# HID Lights and Timers



## Gaiant (Dec 27, 2014)

I read an interesting thread posted on another forum where it was stated not to rely on the manufactures wattage rating on sub par timers. He had two digital timers that lasted 2 years before burning up and made me realize how important it is too choose a safe and reliable timer to handle the startup draw and lamp restart times for HID lights and in case of power loss. 
I'm wondering if anyone has had similar timer malfunctions I'm thinking of buying the HID-2 timer.


----------



## pcduck (Dec 27, 2014)

I used those cheap ones before I got a Tork. Those cheapies would burn up after a few months.


----------



## Gaiant (Dec 27, 2014)

I'm relatively new to indoor grow the stuff I grew was outdoor years back. In my haste to get the grow going I bought a cheap digital timer. Running a 600 watt HID and exhaust fan but will add another 600 soon. The thread I read and the safety issues involved nailed it for me.


----------



## Gaiant (Dec 27, 2014)

I see Grainger sells Tork. Did you hardware it?


----------



## mrcane (Dec 28, 2014)

Hello I am also a newbie and will be setting up a room. will run lights on 220v and will need a good reliable timer... and Ballast.Trying to get all the ducks in a row before I start to build.


----------



## Dman1234 (Dec 28, 2014)

A few dollars are a small price to pay for safety and piece of mind.

Get a good timer and only run 80% of its max amperage. A 15 amp timer should not have more than 12 amps run through it. Jmo


----------



## mrcane (Dec 28, 2014)

I agree not to skimp on the electrical. Would a good ballast also help on the start up load?


----------



## Gaiant (Dec 28, 2014)

I came across these timers:

the Intermatic commercial 40 amp 120v timer (T101). It's only about $50.
There's also a T104 for 240v and a T104P double pole timer that operates two 40 amp 120v circuits (or a 240v split into two 120v) on one timer.


----------



## mrcane (Dec 28, 2014)

Looks like you can find them @H.D. Thanks for the info. Want to set it up as safe as possible.


----------



## 000StankDank000 (Dec 28, 2014)

The biggest thing people over look is safety. If you start getting into a lot of amp draw might want to put a self contain fire suppresser in your tent you have a fire it opens up and puts it out


----------



## lyfespan (Dec 28, 2014)

mrcane said:


> Hello I am also a newbie and will be setting up a room. will run lights on 220v and will need a good reliable timer... and Ballast.Trying to get all the ducks in a row before I start to build.



Save your money on the timers. Let's do this right, how many rooms, how many light runs, how many per run?

With 220v run to the lights, let's look at a contactor system for you. This will allow for a nice 110v timer to fire the 220v light systems.


----------



## lyfespan (Dec 28, 2014)

→ Problems and tasks:
a) In the thread on HID lights and timers, what is the most current Dman1234 says a 15 amp timer should carry?
b) Scale the listing below, beginning at the line that has "Phrase -- cheek" and stopping after the last line of the listing. Write those lines out again, requests included, with every coordinate in the answers multiplied by 1.35 and rounded to whole numbers, halves up.

→ Data entries:

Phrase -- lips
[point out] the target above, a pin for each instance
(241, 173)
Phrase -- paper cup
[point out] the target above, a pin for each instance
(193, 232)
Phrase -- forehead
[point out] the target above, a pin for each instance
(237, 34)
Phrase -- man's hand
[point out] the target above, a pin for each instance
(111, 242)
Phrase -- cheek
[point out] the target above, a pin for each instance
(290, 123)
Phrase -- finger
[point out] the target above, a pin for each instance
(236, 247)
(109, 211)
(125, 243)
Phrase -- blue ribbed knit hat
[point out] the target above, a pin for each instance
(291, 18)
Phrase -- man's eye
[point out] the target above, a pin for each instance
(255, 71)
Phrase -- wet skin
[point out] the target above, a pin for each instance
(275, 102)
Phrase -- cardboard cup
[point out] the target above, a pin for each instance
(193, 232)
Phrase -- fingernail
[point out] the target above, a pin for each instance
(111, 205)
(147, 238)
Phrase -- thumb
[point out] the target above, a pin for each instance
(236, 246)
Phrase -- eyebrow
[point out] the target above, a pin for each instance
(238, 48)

→ Responses:
a) 12 amps.

b)
Phrase -- cheek
[point out] the target above, a pin for each instance
(392, 166)
Phrase -- finger
[point out] the target above, a pin for each instance
(319, 333)
(147, 285)
(169, 328)
Phrase -- blue ribbed knit hat
[point out] the target above, a pin for each instance
(393, 24)
Phrase -- man's eye
[point out] the target above, a pin for each instance
(344, 96)
Phrase -- wet skin
[point out] the target above, a pin for each instance
(371, 138)
Phrase -- cardboard cup
[point out] the target above, a pin for each instance
(261, 313)
Phrase -- fingernail
[point out] the target above, a pin for each instance
(150, 277)
(198, 321)
Phrase -- thumb
[point out] the target above, a pin for each instance
(319, 332)
Phrase -- eyebrow
[point out] the target above, a pin for each instance
(321, 65)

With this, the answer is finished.